Having Peter at home is so much cooler than having him at the hospital. Obviously, Peter's presence 24/7 demands an immense (though not entirely unexpected) amount of time, but if all I had to worry about was Peter, who cares about the time commitment? And, let me give a tremendous shout out to Lara who spends more time with Peter than I do and still manages to be surprisingly productive, though she doesn't see it that way. The problem is not Peter, it's all these other things I'm supposed to be doing, most especially a little thing called a doctoral dissertation.
The way the PhD program at New College works is that your first year is technically probationary. After nine months or so in the program you go before a review board. For that review board, I have to submit an official dissertation proposal, a sample bibliography, and a sample chapter of around 7000 words. My review board is June 9. I knew back in February as I was looking ahead to the coming year that March would be very busy with Peter related things, and that we would have visitors in May, so I expected to have a busy April working on getting ready for the review board. Fortunately, I've managed to produce something that I am actually satisfied with. It's not really related to what I thought my dissertation would be about when I first got here, but it's good work, I think, and I've learned a lot doing it.
What's really surprising, despite the fact that every time I've tested it its proven true, is how the more I have to do the more I am able to do. This was always the case in undergrad, where my worst semester was the one where I did not take 19 or more credit hours. All the extra time strangely drained my general productivity. The same appears to be true now. Not only do we now have Peter at home AND I have a hard deadline in front of me, but I've also continued to be involved in soccer and church, joined the church's men's choir, started attending an OT reading group, worked on my increasingly glitchy desktop computer (AARGH for defective motherboards), read at least one novel a month, played a lot of Nintendo and Super Nintendo games on my computer (via emulator), and begun two new online MMORTS games to the two I was already playing regularly. All this AND I wrote a chapter that was too long (the unedited file for my 7,000 word chapter originally had around 20,000 words). I trying to figure out what I've been neglecting. Oh yeah. This blog. But I did post the two poems.

> _THE DATA_:
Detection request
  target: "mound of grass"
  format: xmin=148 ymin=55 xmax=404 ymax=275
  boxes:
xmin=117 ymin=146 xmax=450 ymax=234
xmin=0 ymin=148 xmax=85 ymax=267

> _QUESTIONS TO ANSWER_:
**1)** Summarize the blog post in two sentences.
**2)** List everything the blog post says the writer must submit for the review board.

> _NUMBERED RESPONSES_:
**1)** The writer finds having Peter at home much better than having him at the hospital, but is pressed by other obligations, above all a doctoral dissertation, with a June 9 review board for which they have produced work they are satisfied with. The writer also notes that the more they have to do, the more they are able to do, citing a long list of activities while admitting that the blog has been neglected.

**2)**
- An official dissertation proposal
- A sample bibliography
- A sample chapter of around 7000 words